**Exercise brief**
Without any images, output the records below verbatim.
[Given records Boundary: Start]
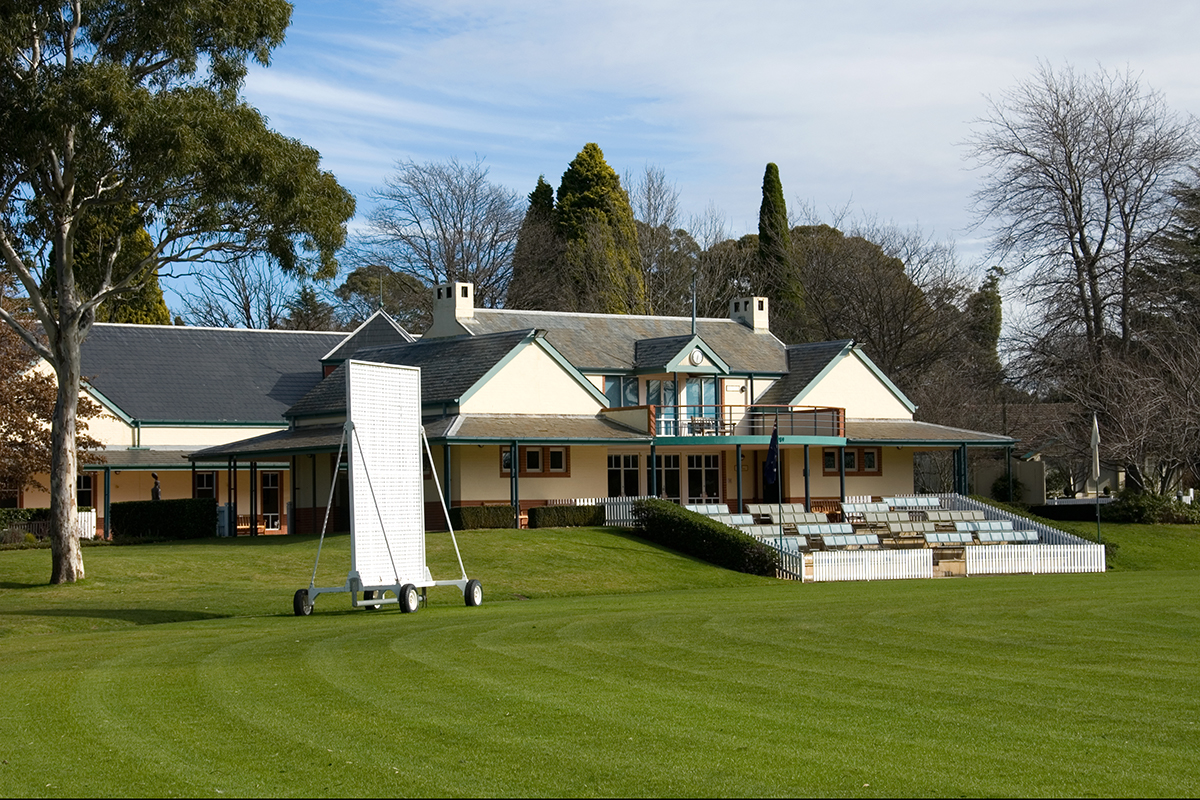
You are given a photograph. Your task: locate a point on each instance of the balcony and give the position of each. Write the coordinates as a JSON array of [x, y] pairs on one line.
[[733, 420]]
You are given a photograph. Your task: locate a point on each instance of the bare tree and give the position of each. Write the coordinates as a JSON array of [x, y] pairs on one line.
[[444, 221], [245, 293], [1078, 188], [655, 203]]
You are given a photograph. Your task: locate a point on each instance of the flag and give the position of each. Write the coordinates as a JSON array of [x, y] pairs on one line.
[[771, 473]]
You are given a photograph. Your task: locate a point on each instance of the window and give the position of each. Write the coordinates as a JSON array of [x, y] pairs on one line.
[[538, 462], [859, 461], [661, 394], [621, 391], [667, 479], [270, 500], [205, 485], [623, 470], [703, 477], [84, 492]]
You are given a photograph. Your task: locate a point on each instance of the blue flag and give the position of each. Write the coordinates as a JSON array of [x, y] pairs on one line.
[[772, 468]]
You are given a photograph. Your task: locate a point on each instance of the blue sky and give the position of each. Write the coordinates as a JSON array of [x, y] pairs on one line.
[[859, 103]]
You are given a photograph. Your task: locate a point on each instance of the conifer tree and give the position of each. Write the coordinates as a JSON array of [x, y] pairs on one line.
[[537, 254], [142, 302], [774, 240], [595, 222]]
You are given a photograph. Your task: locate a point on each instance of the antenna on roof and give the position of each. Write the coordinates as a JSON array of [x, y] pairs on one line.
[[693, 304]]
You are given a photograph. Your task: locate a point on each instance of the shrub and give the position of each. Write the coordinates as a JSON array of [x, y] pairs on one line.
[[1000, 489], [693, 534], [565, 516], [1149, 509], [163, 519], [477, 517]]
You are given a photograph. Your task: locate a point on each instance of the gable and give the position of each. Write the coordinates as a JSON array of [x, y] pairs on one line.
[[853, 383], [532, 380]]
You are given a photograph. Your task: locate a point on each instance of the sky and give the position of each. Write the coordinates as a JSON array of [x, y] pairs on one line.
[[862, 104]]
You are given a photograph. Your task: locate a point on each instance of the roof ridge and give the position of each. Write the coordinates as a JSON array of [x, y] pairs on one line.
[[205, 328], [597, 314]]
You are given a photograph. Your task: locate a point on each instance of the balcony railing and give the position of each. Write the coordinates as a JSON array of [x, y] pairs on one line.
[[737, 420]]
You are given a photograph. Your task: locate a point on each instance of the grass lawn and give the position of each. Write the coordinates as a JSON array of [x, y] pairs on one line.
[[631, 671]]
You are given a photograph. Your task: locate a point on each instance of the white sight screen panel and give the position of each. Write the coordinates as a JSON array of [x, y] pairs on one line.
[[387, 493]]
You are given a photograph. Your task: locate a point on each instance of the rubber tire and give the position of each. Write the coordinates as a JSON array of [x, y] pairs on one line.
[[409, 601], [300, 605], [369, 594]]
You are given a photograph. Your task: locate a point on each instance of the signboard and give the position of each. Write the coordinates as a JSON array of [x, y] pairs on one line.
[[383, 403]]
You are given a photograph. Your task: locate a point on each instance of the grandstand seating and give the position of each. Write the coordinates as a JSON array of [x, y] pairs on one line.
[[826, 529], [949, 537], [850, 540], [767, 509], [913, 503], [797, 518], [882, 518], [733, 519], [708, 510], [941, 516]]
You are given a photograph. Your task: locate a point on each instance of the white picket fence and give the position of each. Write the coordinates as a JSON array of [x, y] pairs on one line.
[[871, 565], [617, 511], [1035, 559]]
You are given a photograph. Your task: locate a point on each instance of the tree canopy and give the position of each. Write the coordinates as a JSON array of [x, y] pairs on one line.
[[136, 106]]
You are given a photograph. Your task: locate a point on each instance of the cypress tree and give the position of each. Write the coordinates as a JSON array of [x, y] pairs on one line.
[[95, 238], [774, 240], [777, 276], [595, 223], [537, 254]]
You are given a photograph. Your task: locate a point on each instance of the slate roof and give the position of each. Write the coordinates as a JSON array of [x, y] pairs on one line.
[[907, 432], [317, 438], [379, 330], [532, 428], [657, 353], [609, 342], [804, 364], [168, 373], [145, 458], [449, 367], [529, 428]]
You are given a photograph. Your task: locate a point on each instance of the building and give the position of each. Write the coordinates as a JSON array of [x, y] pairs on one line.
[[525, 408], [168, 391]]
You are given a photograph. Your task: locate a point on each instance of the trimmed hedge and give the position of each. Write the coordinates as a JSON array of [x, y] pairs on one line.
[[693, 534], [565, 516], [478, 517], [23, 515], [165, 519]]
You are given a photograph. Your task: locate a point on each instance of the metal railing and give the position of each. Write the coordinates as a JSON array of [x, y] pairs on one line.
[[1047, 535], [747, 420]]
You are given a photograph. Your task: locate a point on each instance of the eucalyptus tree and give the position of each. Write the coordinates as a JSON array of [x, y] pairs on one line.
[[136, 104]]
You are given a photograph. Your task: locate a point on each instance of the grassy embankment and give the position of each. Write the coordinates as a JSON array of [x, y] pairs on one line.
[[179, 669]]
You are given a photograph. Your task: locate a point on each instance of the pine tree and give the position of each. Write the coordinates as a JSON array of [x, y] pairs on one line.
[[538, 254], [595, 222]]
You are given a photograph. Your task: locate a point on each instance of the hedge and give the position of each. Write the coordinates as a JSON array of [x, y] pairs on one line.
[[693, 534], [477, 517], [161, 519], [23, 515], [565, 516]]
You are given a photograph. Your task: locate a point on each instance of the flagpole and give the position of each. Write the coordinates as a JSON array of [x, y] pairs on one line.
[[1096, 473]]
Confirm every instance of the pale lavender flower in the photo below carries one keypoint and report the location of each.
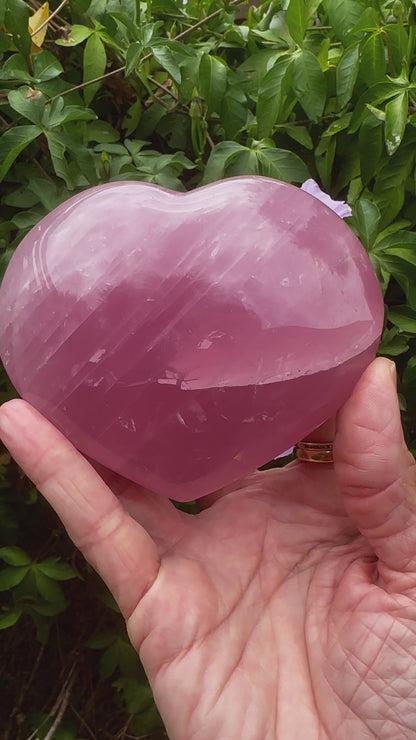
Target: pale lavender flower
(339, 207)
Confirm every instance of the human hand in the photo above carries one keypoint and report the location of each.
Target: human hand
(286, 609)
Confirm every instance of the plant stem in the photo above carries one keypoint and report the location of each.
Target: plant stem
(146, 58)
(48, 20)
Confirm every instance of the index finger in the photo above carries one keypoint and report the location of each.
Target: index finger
[Given records Boundary: End]
**Reply to the task**
You are given a photograph. Your task: locate a point on each instance of the balcony and give the position of each. Write the coordinates as a JSON array of [x, y] pairs on one line.
[[733, 420]]
You are given a photograph. Your task: locate a point on each instance of the bare tree and give the position of each. Write the coordinates as a JSON array of [x, y] pairs on one line.
[[444, 221], [245, 293], [1078, 188], [655, 203]]
You are given a photograph. Your task: locate a point on each instance of the flag and give the position of each. Write the coordinates as a JSON array of [x, y] pairs on one line.
[[771, 473]]
You are given a photograph. Your task: locate a point on each instance of the window and give the position of each. Write the coordinates as a JSON array of [x, y] pairs on one line.
[[538, 462], [859, 461], [661, 394], [621, 391], [667, 479], [270, 500], [205, 485], [623, 470], [703, 477], [84, 492]]
You are given a photograph. Your task: locate a point on each instance of the blue flag and give the position of each. Write the coordinates as a JSON array of [x, y] pairs on one line.
[[772, 468]]
You are given a photograph. Your task: locate a point on each instance of the blue sky and give the position of each. Write the coordinates as a JSON array of [x, y] pairs on one line.
[[859, 103]]
You are given a photograph. Your task: locate a point on each instance of the conifer tree and give the position of each. Write the coordinates as a JSON array of [x, y] pairs on one line.
[[537, 254], [142, 302], [774, 240], [595, 222]]
You are given a photograph. Your task: locate a point on each instance of the antenna on roof and give the position of each. Write the coordinates as a JSON array of [x, y] pairs on one line.
[[693, 304]]
You are given a photograph. Your task: locate a point on each instance of the shrub and give the position of each. Write the coordinates as a JSON array of [x, y] pairs on one line.
[[1000, 489], [693, 534], [565, 516], [1149, 509], [163, 519], [477, 517]]
You are given a photograph. Your task: locate a point on each instance of the gable and give the position of each. Write the coordinates as a JSON array of [x, y] pairs on one line.
[[853, 383], [532, 380]]
You are given a photograph. Your task: locate a point on each instance of the sky and give the position of each. Write the coordinates as a JSON array of [x, y] pairs on one line.
[[862, 104]]
You are given a photograph. Your task: locate a point on each instance of the roof ridge and give the position of each. Write the coordinates as a JSON array of [x, y] pairs on one line.
[[205, 328], [597, 314]]
You are given a photograph. Your task: locate a point on each instance of the balcony railing and give the position of each. Write the coordinates as a JSON array of [x, y] pairs on one line.
[[737, 420]]
You are given a photograph. Your task: locate a point on each instance of the grass lawn and give the position of each. Write the coordinates as a JSON array of [x, y] pairs on one line.
[[631, 671]]
You are given a photograph. Your task: locate a point on each instance of the white sight screen panel and give the position of each. Write the coordinates as a JSON array of [x, y] pairs on one line.
[[387, 493]]
You are given a photograph. Your task: locate a point on each instance of the rubber tire and give the position of each. Write the coordinates as a JSON array of [x, y] pairs on one line.
[[409, 601], [300, 605], [369, 594]]
You are given a photograph. Your task: locate a point on each instance of the signboard and give the position of each. Write the coordinates as a JSON array of [x, y] pairs on one line.
[[383, 403]]
You are given a photograph. Your task: locate a point on each instance of the grandstand seating and give the position of each. Write the coordinates as a JSON array of [x, y] pairs on one line.
[[826, 529], [949, 537], [850, 540], [767, 509], [913, 503], [797, 518], [882, 518], [733, 519], [708, 510], [941, 516]]
You are given a photograph. Your task: locate a point on each instance of the white picket fence and give the position of each. Write the coordinates as a JSON array of [x, y] pairs on one line.
[[871, 565], [617, 511], [1035, 559]]
You are given a photograph. Your task: locate a point on each instance of the tree canopy and give the position of each. Write the coordinates as a JSON array of [x, y] pairs on one line.
[[136, 106]]
You are given a photograph. Your task: locate a point on each instance of the cypress tree and give the position of each. Write the coordinates as a JSON array of [x, y] pairs on one line.
[[95, 238], [774, 240], [777, 276], [595, 223], [537, 254]]
You are given a photograph. Your task: locate a point on each instance of the slate roof and give the position of each. Write the coordinates as a JSON array of [x, y] pairs on one line.
[[907, 432], [317, 438], [379, 330], [532, 428], [657, 353], [609, 342], [804, 364], [168, 373], [145, 458], [449, 367], [529, 428]]
You are given a photograph. Your task: locate a point on each instance of the building and give the position of each. Write the coordinates as a JSON array of [x, y] pairs on one line.
[[525, 408], [168, 391]]
You are given a photograph. Your task: locate a point on each instance of the trimmed hedge and give the position of each. Write the coordinates as a JSON array of [x, y] pairs on one line.
[[693, 534], [565, 516], [478, 517], [23, 515], [165, 519]]
You are given a photograph. Your task: locate a point on each instance of the metal railing and give the position of each. Write the coordinates as a JSON array of [x, y] pairs on one line.
[[1047, 535], [747, 420]]
You are given a photograph. Your task: locate a point on each instance of the eucalyptus tree and give the position of each. Write the coordinates as a JSON array of [x, y] pairs on one line.
[[136, 104]]
You are given a photograph. Your task: locate a point on each instance of the grassy embankment and give the position of each. Write the coordinates as a JSON array of [x, y] pairs on one line.
[[179, 669]]
You are given a photograph. Your task: locate a point on each instance of the pine tree and give the position of each. Write the coordinates as a JSON array of [x, y] pairs on one line.
[[538, 254], [595, 222]]
You are given a photograph. Your task: locate a point on each instance of the hedge and give the position of each. Write the coordinates as a JSON array of [x, y] pairs on one line.
[[693, 534], [477, 517], [161, 519], [23, 515], [565, 516]]
You are given a photograph. Your task: locate a point on each instance of the flagpole and give the position of each. Write the coordinates as a JSON array of [x, y] pairs on one line.
[[1096, 473]]
Confirm every instance of the pale lavender flower in the photo below carries one keypoint and report the location of each.
Target: pale lavender flower
(339, 207)
Confirm every instance of the human hand in the photo above carries one keypoint and report the location of each.
Target: human hand
(286, 609)
Confirm every instance of the plant stem in the photo above carries one keypoint and report the location of each.
Target: plant stem
(146, 58)
(48, 20)
Confirm every instance of the index finger in the photo above carries one keypoint and report the location of each.
Target: index finger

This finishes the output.